**TRECHO DO DOCUMENTO**
—————

No último sábado(31), uma mensagem no Telegram surgiu no celular de Heejin, enviada por um remetente anônimo.
"Suas fotos e informações pessoais foram divulgadas. Vamos discutir."
Quando a universitária entrou na sala de bate-papo para ler a mensagem, ela recebeu uma foto sua tirada há alguns anos, quando ainda estava na escola.
Logo após, uma segunda imagem usando a mesma foto foi enviada, só que essa era sexualmente explícita, e falsa.
Aterrorizada, Heejin, que não é seu nome verdadeiro, não respondeu, mas as imagens continuaram chegando.
Em todas elas, seu rosto havia sido anexado a um corpo envolvido em um ato sexual, usando a sofisticada tecnologia de deepfake.
Deepfakes, a maioria dos quais combina o rosto de uma pessoa real com um corpo falso e sexualmente explícito, estão cada vez mais sendo gerados usando inteligência artificial.
"Eu estava petrificada, me senti tão sozinha," Heejin contou à BBC.
Mas ela não estava sozinha.
Dois dias antes, a jornalista sul-coreana Ko Narin havia publicado o que se tornaria a maior notícia de sua carreira.
Haviam surgido recentemente indícios de que a polícia estava investigando anéis de pornografia deepfake em duas das principais universidades do país, e a Sra. Ko estava convencida de que havia mais.
Ela começou a pesquisar nas redes sociais e descobriu dezenas de grupos de bate-papo no aplicativo de mensagens Telegram onde usuários compartilhavam fotos de mulheres que conheciam e usavam software de IA para convertê-las em imagens pornográficas falsas em questão de segundos.
"A cada minuto, as pessoas estavam enviando fotos de garotas que conheciam e pedindo para transformá-las em deepfakes," disse a Sra.Ko .

—————

Dados coletados:
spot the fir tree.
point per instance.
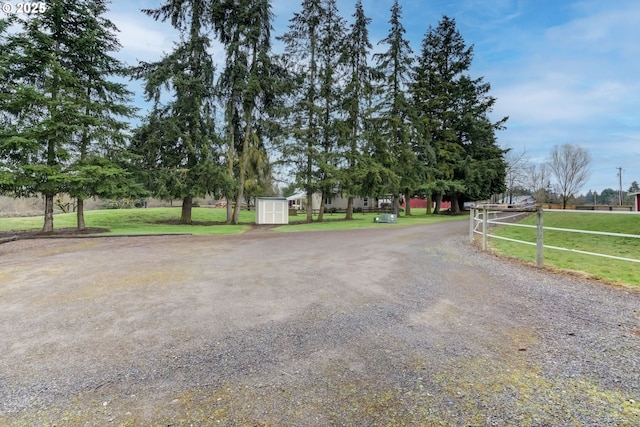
(51, 114)
(396, 112)
(182, 130)
(249, 85)
(302, 58)
(360, 88)
(454, 109)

—————

Reescreva o trecho do documento começando em "Deepfakes, a maioria" e seguindo até "que havia mais.", trocando "universidades" por "faculdades".

**RESPOSTA DA TAREFA**
Deepfakes, a maioria dos quais combina o rosto de uma pessoa real com um corpo falso e sexualmente explícito, estão cada vez mais sendo gerados usando inteligência artificial.
"Eu estava petrificada, me senti tão sozinha," Heejin contou à BBC.
Mas ela não estava sozinha.
Dois dias antes, a jornalista sul-coreana Ko Narin havia publicado o que se tornaria a maior notícia de sua carreira.
Haviam surgido recentemente indícios de que a polícia estava investigando anéis de pornografia deepfake em duas das principais faculdades do país, e a Sra. Ko estava convencida de que havia mais.